**About this exercise**
Leave the images behind and copy every record exactly.

Image-grounded pointing data:

*** Block opens ***

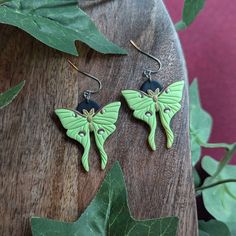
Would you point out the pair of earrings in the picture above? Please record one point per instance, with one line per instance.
(145, 103)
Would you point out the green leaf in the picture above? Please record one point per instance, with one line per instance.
(57, 23)
(107, 214)
(220, 201)
(200, 123)
(213, 228)
(8, 96)
(191, 9)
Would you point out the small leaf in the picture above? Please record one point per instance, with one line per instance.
(58, 24)
(200, 123)
(220, 201)
(180, 25)
(107, 215)
(191, 9)
(213, 228)
(8, 96)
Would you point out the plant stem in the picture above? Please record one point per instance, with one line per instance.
(225, 160)
(215, 184)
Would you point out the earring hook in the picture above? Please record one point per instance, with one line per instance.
(148, 71)
(87, 93)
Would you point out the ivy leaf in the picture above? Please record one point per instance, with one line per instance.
(213, 228)
(200, 123)
(107, 215)
(8, 96)
(57, 23)
(190, 12)
(220, 201)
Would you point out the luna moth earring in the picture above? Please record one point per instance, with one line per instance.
(89, 117)
(152, 98)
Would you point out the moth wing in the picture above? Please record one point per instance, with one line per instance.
(103, 123)
(172, 94)
(77, 129)
(168, 102)
(148, 115)
(70, 119)
(137, 99)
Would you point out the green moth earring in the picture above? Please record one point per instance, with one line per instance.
(153, 98)
(89, 117)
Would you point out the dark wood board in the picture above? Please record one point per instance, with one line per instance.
(40, 168)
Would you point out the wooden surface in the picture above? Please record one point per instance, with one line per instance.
(40, 169)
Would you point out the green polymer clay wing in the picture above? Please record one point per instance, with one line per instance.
(144, 109)
(78, 129)
(103, 124)
(169, 105)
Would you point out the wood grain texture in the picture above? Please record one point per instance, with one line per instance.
(40, 168)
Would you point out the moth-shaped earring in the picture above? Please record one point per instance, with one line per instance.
(89, 117)
(152, 98)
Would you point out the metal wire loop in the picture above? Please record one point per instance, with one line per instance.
(87, 93)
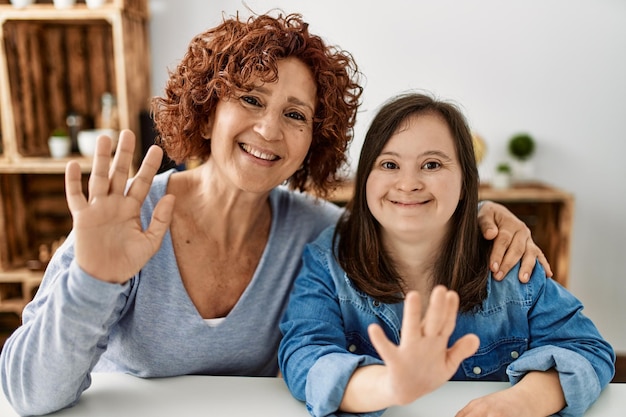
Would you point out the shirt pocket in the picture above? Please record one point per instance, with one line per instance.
(490, 362)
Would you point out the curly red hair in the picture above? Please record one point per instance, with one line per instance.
(234, 55)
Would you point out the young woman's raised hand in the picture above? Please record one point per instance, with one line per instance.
(422, 361)
(110, 243)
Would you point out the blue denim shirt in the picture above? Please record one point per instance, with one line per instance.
(522, 327)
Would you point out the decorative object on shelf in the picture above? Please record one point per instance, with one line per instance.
(480, 147)
(87, 140)
(522, 148)
(94, 4)
(502, 176)
(20, 4)
(64, 4)
(59, 143)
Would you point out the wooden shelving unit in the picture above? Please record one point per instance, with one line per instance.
(548, 212)
(53, 62)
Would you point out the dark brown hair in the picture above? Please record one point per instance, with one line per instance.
(463, 263)
(234, 55)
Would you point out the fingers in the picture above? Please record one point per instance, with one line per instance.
(118, 173)
(515, 251)
(486, 220)
(73, 187)
(142, 181)
(546, 265)
(440, 317)
(99, 178)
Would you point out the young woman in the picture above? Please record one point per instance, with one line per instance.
(372, 321)
(155, 289)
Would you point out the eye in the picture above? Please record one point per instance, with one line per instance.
(389, 165)
(431, 165)
(296, 116)
(253, 101)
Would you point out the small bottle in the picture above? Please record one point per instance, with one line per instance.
(74, 123)
(108, 116)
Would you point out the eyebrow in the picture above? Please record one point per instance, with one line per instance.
(290, 99)
(427, 153)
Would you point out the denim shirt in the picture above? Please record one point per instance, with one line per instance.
(522, 328)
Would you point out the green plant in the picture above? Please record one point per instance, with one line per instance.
(522, 146)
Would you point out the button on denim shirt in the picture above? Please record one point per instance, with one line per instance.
(522, 328)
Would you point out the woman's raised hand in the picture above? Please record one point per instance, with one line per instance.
(422, 361)
(110, 243)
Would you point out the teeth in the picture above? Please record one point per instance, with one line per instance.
(257, 153)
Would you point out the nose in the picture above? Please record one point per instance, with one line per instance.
(409, 180)
(268, 126)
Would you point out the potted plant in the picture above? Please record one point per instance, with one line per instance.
(522, 148)
(59, 143)
(502, 176)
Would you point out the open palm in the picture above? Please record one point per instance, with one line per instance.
(110, 243)
(422, 361)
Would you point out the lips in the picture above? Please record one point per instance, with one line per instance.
(257, 153)
(409, 203)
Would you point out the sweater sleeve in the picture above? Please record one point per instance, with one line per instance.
(46, 362)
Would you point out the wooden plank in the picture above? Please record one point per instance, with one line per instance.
(38, 144)
(76, 66)
(24, 38)
(55, 79)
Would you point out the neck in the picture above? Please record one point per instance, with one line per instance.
(228, 216)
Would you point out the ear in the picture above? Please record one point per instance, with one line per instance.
(207, 129)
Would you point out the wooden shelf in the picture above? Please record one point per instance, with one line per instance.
(16, 289)
(54, 62)
(548, 212)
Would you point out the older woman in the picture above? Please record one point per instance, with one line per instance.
(189, 272)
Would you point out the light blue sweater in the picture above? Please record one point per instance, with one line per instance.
(149, 327)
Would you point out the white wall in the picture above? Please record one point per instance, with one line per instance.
(556, 69)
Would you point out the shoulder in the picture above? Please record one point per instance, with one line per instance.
(510, 289)
(292, 206)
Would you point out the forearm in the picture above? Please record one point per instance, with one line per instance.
(46, 362)
(366, 391)
(543, 392)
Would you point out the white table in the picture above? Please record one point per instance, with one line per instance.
(189, 396)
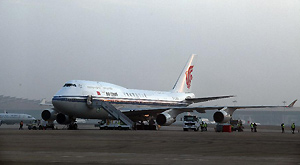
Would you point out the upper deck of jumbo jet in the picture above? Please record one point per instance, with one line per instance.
(104, 89)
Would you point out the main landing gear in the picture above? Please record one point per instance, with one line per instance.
(72, 126)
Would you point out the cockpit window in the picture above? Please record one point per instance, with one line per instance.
(69, 85)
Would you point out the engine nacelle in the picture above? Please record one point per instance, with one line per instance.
(49, 114)
(63, 119)
(165, 119)
(221, 117)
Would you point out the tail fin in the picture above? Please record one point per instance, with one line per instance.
(292, 104)
(184, 81)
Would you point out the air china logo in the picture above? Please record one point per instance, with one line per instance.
(189, 77)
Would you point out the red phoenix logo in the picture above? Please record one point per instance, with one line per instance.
(189, 77)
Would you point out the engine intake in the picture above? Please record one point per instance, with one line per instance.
(221, 117)
(165, 119)
(48, 114)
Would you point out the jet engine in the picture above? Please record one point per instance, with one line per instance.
(165, 119)
(63, 119)
(49, 114)
(221, 116)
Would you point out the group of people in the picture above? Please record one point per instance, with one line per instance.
(253, 127)
(203, 126)
(293, 127)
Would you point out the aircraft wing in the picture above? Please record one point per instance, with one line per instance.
(200, 109)
(204, 99)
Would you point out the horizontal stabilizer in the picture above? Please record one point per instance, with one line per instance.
(293, 103)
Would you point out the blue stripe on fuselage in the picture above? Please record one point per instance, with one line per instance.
(120, 100)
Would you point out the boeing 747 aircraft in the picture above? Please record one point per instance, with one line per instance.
(75, 100)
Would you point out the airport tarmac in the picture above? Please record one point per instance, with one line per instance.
(170, 145)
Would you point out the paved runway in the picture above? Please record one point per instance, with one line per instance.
(170, 145)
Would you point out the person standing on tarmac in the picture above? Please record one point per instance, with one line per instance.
(293, 128)
(254, 126)
(21, 125)
(282, 127)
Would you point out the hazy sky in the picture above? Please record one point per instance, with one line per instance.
(248, 48)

*** Block closes ***

**Your response**
Would you point out the pair of earrings in the picture above? Please record one point per instance, with one line per instance.
(145, 103)
Would you point out the green leaf in the picture above? Please record one point per instance, with one line per instance.
(57, 23)
(107, 214)
(220, 201)
(200, 123)
(213, 228)
(8, 96)
(191, 9)
Would you point out the small leaf in the picture above? Please record one point per instance, with one line per instance.
(58, 24)
(200, 123)
(220, 201)
(180, 25)
(107, 215)
(191, 9)
(213, 228)
(8, 96)
Would you point out the plant stem in the picture above? Please record one point per instance, with one line per instance.
(225, 160)
(215, 184)
Would you point out the earring hook in the picture above? Please record one point per instance, with one line per instance.
(148, 71)
(87, 93)
Would you point out the ivy leaf in the picture above? Please record one point per instance, with one line per instance.
(213, 228)
(200, 123)
(107, 215)
(8, 96)
(57, 23)
(190, 12)
(220, 201)
Would you point out the luna moth earring in the picture above? Please record one point per instance, with one line per instance.
(89, 117)
(152, 98)
Would you point out the moth wing in the picture above? Please record one point per instance, with one line per instance.
(103, 123)
(172, 94)
(77, 129)
(168, 102)
(148, 115)
(70, 119)
(137, 99)
Would you point out the green moth earring in the picture above? Please record one point per instance, with one line per instance.
(153, 98)
(89, 117)
Would you point out the dark wood board in the picture above? Please record one point per instance, with one line per instance.
(40, 168)
Would you point out the wooden surface in the picture above? Please record one point per instance, with one line per instance.
(40, 169)
Would you point out the green polymer clay wing in the picture above? Please record one point per instance, with one line per instance.
(144, 109)
(78, 129)
(103, 124)
(169, 105)
Would you point out the wood grain texture in the picture above? Please record one point per instance, with one line per instance.
(40, 168)
Would you point out the moth-shaped earring in the picture above? Please record one point per instance, with one line per instance.
(89, 117)
(152, 98)
Would you point out the metal wire loop in the picture above? Please record one point per instance, with one line per instance.
(87, 93)
Would you point out the shirt pocket in the picture above? Please record one point per instance, with one line per instance.
(490, 362)
Would you point out the curly red hair in the picture above? Please record one point per instance, with one line per instance.
(234, 55)
Would you point out the young woman's raised hand in the picture above? Please record one point per instance, with one line per instance.
(422, 361)
(110, 243)
Would you point out the blue denim shirt in the picture above? Please record one point per instance, with one line per instance.
(522, 327)
Would you point out the decorative object on shelf in the picture above? Please record one point per instance, with one line per instance.
(480, 147)
(87, 140)
(522, 148)
(94, 4)
(502, 176)
(20, 4)
(64, 4)
(59, 143)
Would you point out the wooden shelving unit in the picture above? Please record one point per instance, with one line per instance.
(548, 212)
(53, 62)
Would you point out the dark brown hair in the picture above? Please record one point per instance, with one line per instance.
(463, 263)
(234, 55)
Would you point out the fingers in the picture above? Please record one point per instance, with one line per instance.
(118, 173)
(515, 251)
(486, 220)
(73, 187)
(142, 181)
(546, 265)
(440, 317)
(99, 178)
Would you point out the young woman in the picture above? Please record one point per instance, with one line per instance.
(372, 321)
(155, 289)
Would you point out the eye in the picture above? Please record one point per instance, with one line per instance.
(389, 165)
(431, 165)
(296, 116)
(253, 101)
Would you point out the small bottle in the picture above? Please record one point per instance, with one line per instance.
(74, 123)
(108, 116)
Would you point out the eyebrow in the picture above? Please record one point per instance, with one line per instance.
(290, 99)
(427, 153)
Would you point out the denim shirt in the picture above? Please record one point per instance, with one line per instance.
(522, 328)
Would you point out the green plant in the picture above? Please record one point per instance, with one line per instance.
(522, 146)
Would you point out the button on denim shirt in the picture above? Please record one point per instance, with one line per instance.
(522, 328)
Would you point out the woman's raised hand in the picture above? Please record one point per instance, with one line per instance.
(422, 361)
(110, 243)
Would you point out the teeth in the picture above? Please record one point per instance, with one line per instance.
(257, 153)
Would you point out the nose in the picture above? Please record one point per instance, with one line per instance.
(409, 180)
(268, 126)
Would you point out the potted plant in the picture above? Please record one point per instance, with one line per instance.
(522, 148)
(59, 143)
(502, 176)
Would you point out the open palm in the picture above? Please record one point per instance, with one line per instance.
(110, 243)
(422, 361)
Would you point out the lips in the picture above? Please record one point per instance, with one line per instance.
(257, 153)
(409, 203)
Would you point out the sweater sleeve in the picture above? Please record one point per instance, with one line per instance.
(46, 362)
Would you point out the wooden plank in the picture above? Please record one point per instance, with one line per instance.
(38, 144)
(76, 66)
(24, 38)
(55, 79)
Would you point out the neck in the picture above? Please record one point per instance, with one line per instance.
(228, 216)
Would you point out the ear in the picture above? Please record one point per instance, with one line per instance.
(207, 129)
Would you point out the wooden shelf in the picture above? Please record one point per instance, with one line per instance.
(16, 289)
(54, 62)
(548, 212)
Would you point out the older woman in the picture above? Please record one point per instance, with one line per instance.
(189, 272)
Would you point out the light blue sweater in the picture above? Please record one point per instance, with one line per instance.
(149, 327)
Would you point out the white wall in the picture above? Please record one point per instance, with one line per instance.
(556, 69)
Would you point out the shoulder in the picture above? Please record one point per instance, with one line per instance.
(510, 289)
(292, 206)
Would you point out the forearm in the picture above? Please record one point per instance, with one line per instance.
(46, 362)
(366, 391)
(543, 392)
Would you point out the white table in the picture above? Please record one point per instance, with one line per instance.
(189, 396)
Would you point out the upper deck of jumbo jet in the picture above? Please record one point per instance, with one line per instance.
(104, 89)
Would you point out the main landing gear in the picture above? Please record one point per instance, with one line per instance.
(72, 126)
Would you point out the cockpit window in the picture above? Please record one point per instance, with one line per instance.
(69, 85)
Would you point out the engine nacelle in the picture above? Please record one point per instance, with one line per instance.
(49, 114)
(63, 119)
(165, 119)
(221, 117)
Would you point out the tail fin in the picture above? Please record one point per instance, with one line per instance.
(292, 104)
(184, 81)
Would you point out the air china logo in the picture above? Please record one point per instance, with one line per instance.
(189, 77)
Would you point out the red phoenix logo in the picture above? Please record one point per instance, with one line per instance.
(189, 77)
Would you point out the engine intake in the picture above? Please record one point per instance, with one line per instance.
(221, 117)
(165, 119)
(48, 114)
Would you point out the jet engine in the picture above? Please record one point per instance, with one line per instance.
(165, 119)
(63, 119)
(49, 114)
(221, 116)
Would you point out the group of people in the picture above? Please record one point per instance, with one line per instance.
(253, 127)
(203, 126)
(293, 127)
Would you point out the aircraft wing in the picture above? Please record one point per instance, with one line per instance.
(200, 109)
(204, 99)
Would you point out the horizontal stabilizer in the picture above? Please record one point per instance, with one line per instance.
(293, 103)
Would you point out the blue stripe on fuselage in the picture above? Please record one point per instance, with one line per instance.
(120, 100)
Would you point out the boeing 747 aircraft in the picture above? Please record one point per instance, with one line per instance.
(75, 100)
Would you point out the airport tarmac in the picture above? Please record one point per instance, with one line per instance.
(170, 145)
Would you point out the paved runway in the picture above? Please record one point per instance, with one line per instance.
(170, 145)
Would you point out the person standing on tarmac in the picture above? Please record one point per instance, with one line per instance.
(293, 128)
(254, 126)
(21, 125)
(282, 127)
Would you point out the hazy sky in the picture above? Please record one point per instance, with one line per instance.
(248, 48)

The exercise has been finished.